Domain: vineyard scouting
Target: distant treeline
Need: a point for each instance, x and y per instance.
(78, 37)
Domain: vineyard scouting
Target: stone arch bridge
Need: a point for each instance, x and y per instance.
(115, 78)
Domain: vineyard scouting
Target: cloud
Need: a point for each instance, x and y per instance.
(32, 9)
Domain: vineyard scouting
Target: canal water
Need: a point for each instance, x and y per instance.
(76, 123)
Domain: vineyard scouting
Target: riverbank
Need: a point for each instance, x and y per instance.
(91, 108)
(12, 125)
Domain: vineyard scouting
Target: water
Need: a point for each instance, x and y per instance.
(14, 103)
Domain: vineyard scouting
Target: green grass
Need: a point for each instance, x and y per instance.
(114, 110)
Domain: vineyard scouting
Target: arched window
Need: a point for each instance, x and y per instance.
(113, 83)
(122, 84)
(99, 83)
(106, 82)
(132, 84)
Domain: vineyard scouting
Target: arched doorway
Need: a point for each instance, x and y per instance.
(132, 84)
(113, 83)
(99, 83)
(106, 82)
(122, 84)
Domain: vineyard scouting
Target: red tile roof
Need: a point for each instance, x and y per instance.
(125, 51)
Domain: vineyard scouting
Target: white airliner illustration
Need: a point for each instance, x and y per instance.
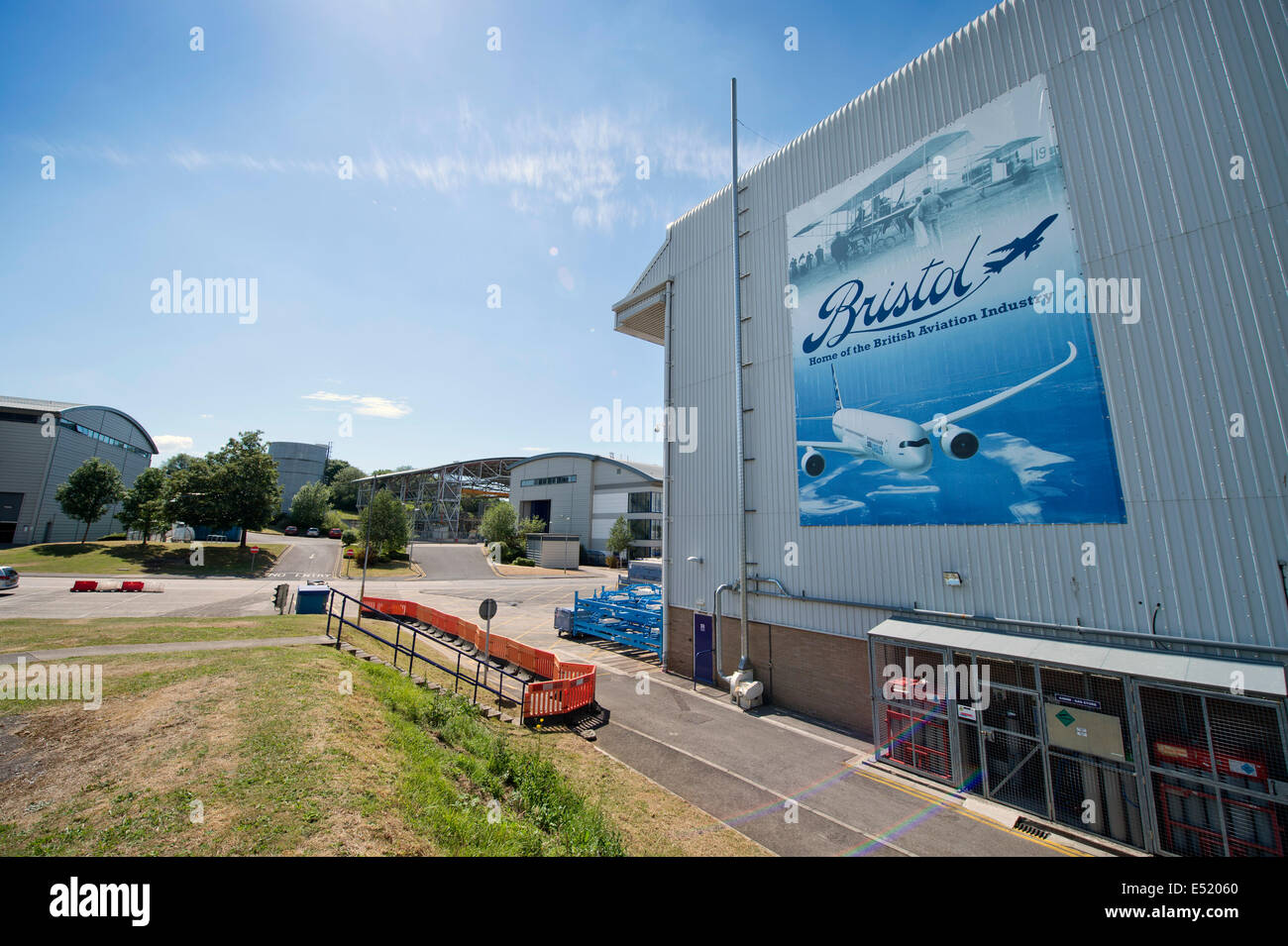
━━━━━━
** GOAL OF THE EXERCISE **
Exactly as they appear above, write out all the entries, but not the images.

** RESPONSE TO THIS TASK **
Domain: vineyard scouting
Target: distant treeline
Need: a point for each instance, x and y per instance.
(78, 37)
Domain: vineyard scouting
Target: stone arch bridge
Need: a point for each instance, x and y per instance.
(115, 78)
Domain: vineyard scouting
Target: cloud
Need: a point for each instance, x and y per instance.
(32, 9)
Domain: vineyard scouting
Target: canal water
Need: a point for each instance, x and y per instance.
(76, 123)
Domain: vineyard scouting
Target: riverbank
Need: a point for each instance, x and y per instance.
(91, 108)
(12, 125)
Domain: vineyard scouting
Target: water
Need: a point for each instance, x and y per instance.
(14, 103)
Domain: vineyard scouting
Target: green grass
Need: a point for each instance, x and y per instance.
(114, 110)
Domain: vineyard scouting
Target: arched window
Need: a point for each instance, x and y per instance.
(113, 83)
(122, 84)
(99, 83)
(106, 82)
(132, 84)
Domain: vineyard scouting
Target: arched doorway
Need: a point for each instance, x and y per instance.
(132, 84)
(113, 83)
(99, 83)
(106, 82)
(122, 84)
Domain: vineyard scouting
Target: red tile roof
Need: a point for each instance, x and y per instance.
(125, 51)
Domain: vineyard scouting
Target: white airliner illustration
Need: a point for each instance, x and y per instance.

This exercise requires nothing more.